▶ Tasks to complete:
a: According to the passage on the Ehwaz rune, what is the name of the magical eight-legged horse of the gods?
b: List every name the passage on the Ehwaz rune gives for the rune, each with the meaning it assigns.
c: Pick up the passage on the Ehwaz rune after its last sentence and keep writing it.

▶ Passage to read:
+++++

Ehwaz as related to shapeshifting, and to spirituality: I recall a play (Peter Shaeffer's _Equus_...surprise, surprise!) in which the hero is a teenage boy, sentenced to psychiatric treatment after blinding several horses at a riding stable. The boy is sexually repressed, raised by a strict Christian mother and a militant atheist father. His obsession with horses arises after the father discards a gory painting of Jesus in the boy's bedroom, replacing it with an innocuous-looking photograph of a horse. Eventually, the boy's private rituals evolve into a bizarre, pseudo-Christian horse cult: he sneaks into the riding stable at night, prays to one particular horse as a god, and rides it nude. (The boy's mother had read to him that some cultures mistook men on horseback for a single creature...and some mistook them for gods.) None of the imagery in that play is Germanic, but it does teach about the dangers of identifying TOO strongly with animals in a ritual context--especially at the wrong time and place!
*WHEW* When you've been studying runes for 14 years, a single rune can conjure up MANY images and ideas. You probably won't be able to quote all of this on your web site, but feel free to use any part you see fit (after giving me the credit, of course).
My loyal partner
carry me through battle
to the land beyond
Names - EHWAZ - horse, AIHWAS - stallion, EH - war horse, IOR - horse
Pronunciations - "ee waz" "aye waz" "ayh" "eeor"
Phonetic Value - "E"
Symbolism - The Horse
Keywords - Partnership
Ehwaz is associated with "twin" gods or heroes, the divine twins, or two horses and is symbolized as two horses standing head to head facing one another.
Phonetically the connection between "Ehwaz" and "horse" are all but obliterated through the evolution of human language. The concept of successful partnerships or "teamwork" will at least hint at a similarity between vowel sounds between that word and "Ehwaz" but this observation is only intended to provide an easier way to recall the essence of this rune through a keyword and bears absolutely no phonetic significance to the root words of this rune.
The Saxon conquerors of Britain were Hengist and Horsa (stallion and horse) and this rune speaks to the harmonious relationship between two forces in the same way that successful horsemanship requires a harmonious relationship with his mount. Again, one could infer a reference to teamwork if that was helpful.
The Ehwaz was connected closely to the concept of a man's fetch, the "horse" that carries one on the journey between worlds. It is the rune of Sleipnir, the magical eight-legged horse of the gods. With its close connection to the horse it is also a symbol of partnerships.
Ehwaz facilitates "soul travel" or the shaman's journey. As such it can be used to obtained hidden knowledge or knowledge from a distance.
It can represent a journey in consciousness, a swifter flight then that of Raidho, (another rune that makes reference to the eight-legged magical horse Sleipnir), and one that is protected or guided.

+++++

▶ Data lines:
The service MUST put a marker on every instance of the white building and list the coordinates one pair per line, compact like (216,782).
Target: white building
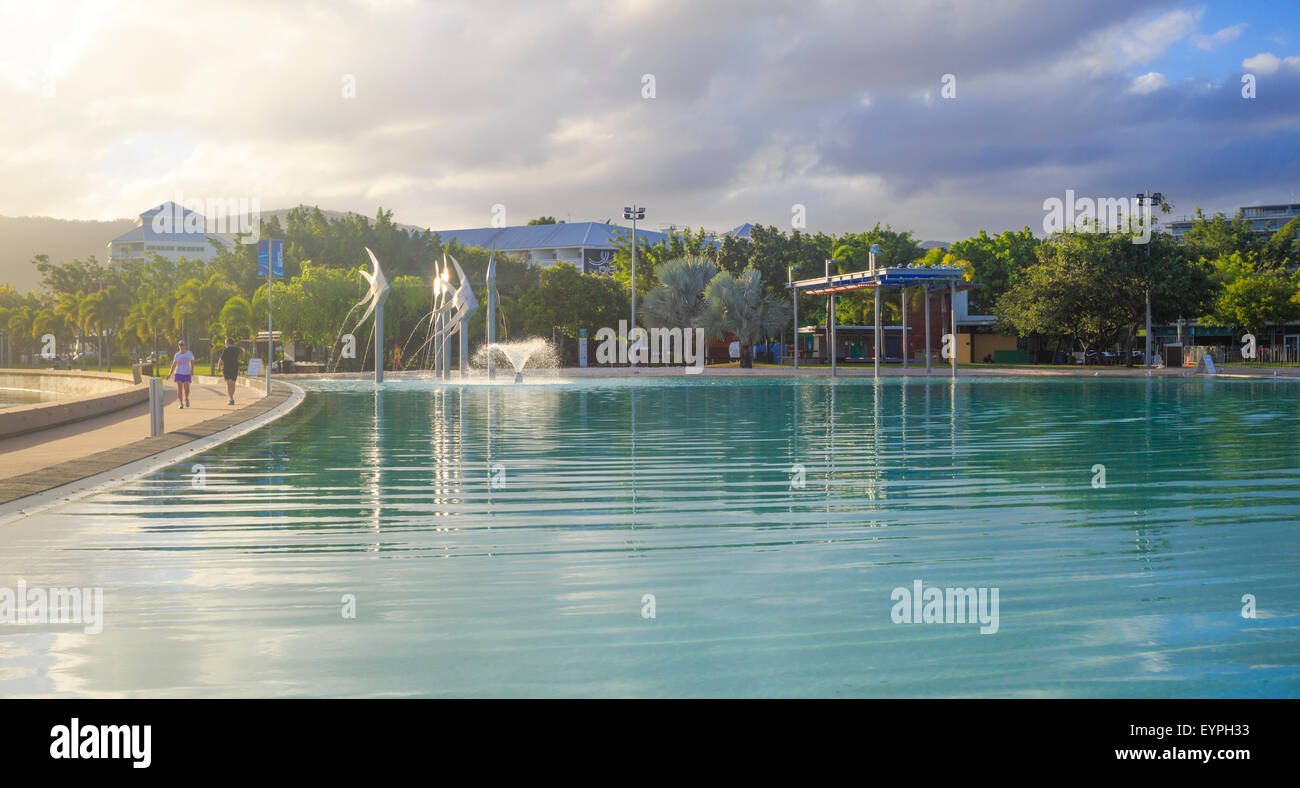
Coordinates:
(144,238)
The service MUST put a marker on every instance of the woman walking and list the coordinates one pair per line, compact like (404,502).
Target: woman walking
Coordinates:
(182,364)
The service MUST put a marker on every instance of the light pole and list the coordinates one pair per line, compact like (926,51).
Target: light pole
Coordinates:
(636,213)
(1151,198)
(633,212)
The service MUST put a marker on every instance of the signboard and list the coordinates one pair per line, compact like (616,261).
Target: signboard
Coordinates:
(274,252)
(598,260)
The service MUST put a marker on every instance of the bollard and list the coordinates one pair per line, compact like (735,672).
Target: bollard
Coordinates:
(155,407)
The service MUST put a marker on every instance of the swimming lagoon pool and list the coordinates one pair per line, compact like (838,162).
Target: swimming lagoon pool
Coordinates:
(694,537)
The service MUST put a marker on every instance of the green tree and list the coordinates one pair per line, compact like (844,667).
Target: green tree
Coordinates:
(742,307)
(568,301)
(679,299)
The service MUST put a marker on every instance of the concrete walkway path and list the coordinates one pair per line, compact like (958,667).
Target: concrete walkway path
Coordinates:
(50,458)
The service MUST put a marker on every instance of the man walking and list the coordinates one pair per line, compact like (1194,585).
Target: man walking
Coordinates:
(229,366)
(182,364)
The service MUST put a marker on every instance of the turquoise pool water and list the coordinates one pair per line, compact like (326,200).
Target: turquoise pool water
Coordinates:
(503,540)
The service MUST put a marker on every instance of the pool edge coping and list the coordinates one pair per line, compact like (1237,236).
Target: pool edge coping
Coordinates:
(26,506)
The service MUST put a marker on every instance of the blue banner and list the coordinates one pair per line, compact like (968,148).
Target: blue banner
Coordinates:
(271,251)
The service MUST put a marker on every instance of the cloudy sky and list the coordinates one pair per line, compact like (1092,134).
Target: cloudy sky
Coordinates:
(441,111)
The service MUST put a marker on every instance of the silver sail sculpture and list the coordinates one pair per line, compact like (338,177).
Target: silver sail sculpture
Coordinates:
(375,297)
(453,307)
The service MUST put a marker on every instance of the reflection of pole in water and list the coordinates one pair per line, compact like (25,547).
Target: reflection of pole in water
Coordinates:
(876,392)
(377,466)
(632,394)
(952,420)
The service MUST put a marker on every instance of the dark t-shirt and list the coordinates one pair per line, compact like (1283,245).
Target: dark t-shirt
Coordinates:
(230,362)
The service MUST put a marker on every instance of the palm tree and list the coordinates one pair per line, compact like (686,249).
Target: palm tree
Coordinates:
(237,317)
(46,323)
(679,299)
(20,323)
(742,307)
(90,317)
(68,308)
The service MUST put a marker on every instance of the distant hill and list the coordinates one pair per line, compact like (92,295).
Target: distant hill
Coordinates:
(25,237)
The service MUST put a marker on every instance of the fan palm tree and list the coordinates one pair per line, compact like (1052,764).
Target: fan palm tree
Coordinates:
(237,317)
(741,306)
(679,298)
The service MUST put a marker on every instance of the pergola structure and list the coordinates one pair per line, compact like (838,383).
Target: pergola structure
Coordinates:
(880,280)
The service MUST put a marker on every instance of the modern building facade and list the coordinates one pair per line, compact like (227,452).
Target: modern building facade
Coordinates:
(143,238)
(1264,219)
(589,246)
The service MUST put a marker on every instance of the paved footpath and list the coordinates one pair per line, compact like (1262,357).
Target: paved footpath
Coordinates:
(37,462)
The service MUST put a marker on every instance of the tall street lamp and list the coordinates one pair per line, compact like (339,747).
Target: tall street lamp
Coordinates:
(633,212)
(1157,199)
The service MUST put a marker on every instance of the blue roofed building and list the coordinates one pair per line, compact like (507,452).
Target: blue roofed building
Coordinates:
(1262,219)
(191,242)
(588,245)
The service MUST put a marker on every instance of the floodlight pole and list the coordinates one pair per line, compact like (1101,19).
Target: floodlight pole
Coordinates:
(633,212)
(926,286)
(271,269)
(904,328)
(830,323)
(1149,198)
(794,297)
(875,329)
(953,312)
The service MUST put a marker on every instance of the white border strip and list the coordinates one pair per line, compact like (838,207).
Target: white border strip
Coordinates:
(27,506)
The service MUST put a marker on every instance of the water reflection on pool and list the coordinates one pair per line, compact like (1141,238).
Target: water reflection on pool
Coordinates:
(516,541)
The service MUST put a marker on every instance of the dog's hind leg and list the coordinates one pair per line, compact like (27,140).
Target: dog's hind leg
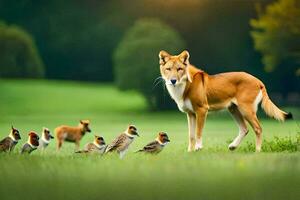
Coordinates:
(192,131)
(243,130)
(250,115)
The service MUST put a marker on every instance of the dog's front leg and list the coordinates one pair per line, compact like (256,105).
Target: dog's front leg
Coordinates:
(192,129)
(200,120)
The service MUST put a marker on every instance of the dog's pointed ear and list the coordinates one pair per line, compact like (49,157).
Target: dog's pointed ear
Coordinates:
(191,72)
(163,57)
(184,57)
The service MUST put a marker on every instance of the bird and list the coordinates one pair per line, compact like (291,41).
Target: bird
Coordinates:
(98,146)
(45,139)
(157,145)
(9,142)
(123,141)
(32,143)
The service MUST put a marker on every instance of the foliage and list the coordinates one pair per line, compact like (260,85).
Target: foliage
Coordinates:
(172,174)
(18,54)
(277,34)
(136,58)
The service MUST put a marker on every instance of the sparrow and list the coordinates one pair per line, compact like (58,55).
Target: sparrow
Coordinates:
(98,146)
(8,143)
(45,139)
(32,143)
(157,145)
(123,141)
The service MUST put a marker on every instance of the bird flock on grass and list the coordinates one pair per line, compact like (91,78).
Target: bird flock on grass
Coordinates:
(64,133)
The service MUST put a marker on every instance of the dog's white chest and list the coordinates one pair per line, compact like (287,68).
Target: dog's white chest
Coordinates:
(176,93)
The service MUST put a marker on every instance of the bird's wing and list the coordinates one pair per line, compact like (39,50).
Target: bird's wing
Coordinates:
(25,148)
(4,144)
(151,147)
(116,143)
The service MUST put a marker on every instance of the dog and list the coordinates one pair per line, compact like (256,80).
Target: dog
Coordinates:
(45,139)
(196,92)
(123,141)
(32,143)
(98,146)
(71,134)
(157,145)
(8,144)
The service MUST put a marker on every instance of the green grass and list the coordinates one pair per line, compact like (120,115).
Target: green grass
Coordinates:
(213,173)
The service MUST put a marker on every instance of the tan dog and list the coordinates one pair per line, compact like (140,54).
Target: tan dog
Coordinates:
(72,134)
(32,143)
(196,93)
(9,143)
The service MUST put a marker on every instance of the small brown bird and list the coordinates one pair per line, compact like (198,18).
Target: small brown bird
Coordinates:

+++++

▶ Answers for this exercise:
a: Sleipnir

b:
EHWAZ: horse
AIHWAS: stallion
EH: war horse
IOR: horse

c:
Ehwas can also represent greater progress made through advantageous partnerships, just as a man is able to make more progress with the aid of a horse than on foot. These need not necessarily be partnerships with living things. The horse as a method of conveyance, has been mostly replaced by automobiles. These are not living things, but they are, nonetheless, useful partnerships that aid speedy progress.
Magically Ehwaz can be useful in summoning methods for aiding advancement and progress. This advancement may be through opportunities to make useful connections with others, or to "connect" to useful knowledge or equipment that will speed your progress.
This rune may also be worked to bring or summon forth a partnership where one is needed, perhaps in business, commerce, or battle. This work may include the formation of alliances.
In dvination it will often appear when a partnership is being formed, or when help or aid in any endeavor can be expected and this rune can represent any of the following forces.
EHWAZ UPRIGHT:Horse, transportation, vehicle, advancement, movement, harmony, teamwork, trust, loyalty, an ideal marriage or partnership, confirmation beyond any doubt conveyed in the meanings of the runes around it.
EHWAZ MERKSTAVE:Slow or stalled progress, restlessness, needing assistance, unachievable ideals or goals, reckless haste, disharmony, mistrust, betrayal, misalliances.
"The whole is greater than the sum of the parts."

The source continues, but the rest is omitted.